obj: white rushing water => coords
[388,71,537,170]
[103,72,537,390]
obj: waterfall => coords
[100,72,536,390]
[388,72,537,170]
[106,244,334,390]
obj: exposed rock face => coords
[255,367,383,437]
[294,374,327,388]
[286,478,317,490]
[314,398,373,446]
---+---
Rewrite every line of the data above, requests included. Multiply each bounding-box coordinate by 0.3 and round it to the nearest whole number, rounding halves up.

The reply
obj: white rushing water => coords
[116,21,161,51]
[31,22,161,117]
obj: waterfall => coords
[30,22,161,117]
[116,22,161,51]
[32,73,100,117]
obj: exposed rock face => coords
[77,110,115,131]
[88,112,98,116]
[86,143,95,147]
[94,119,112,134]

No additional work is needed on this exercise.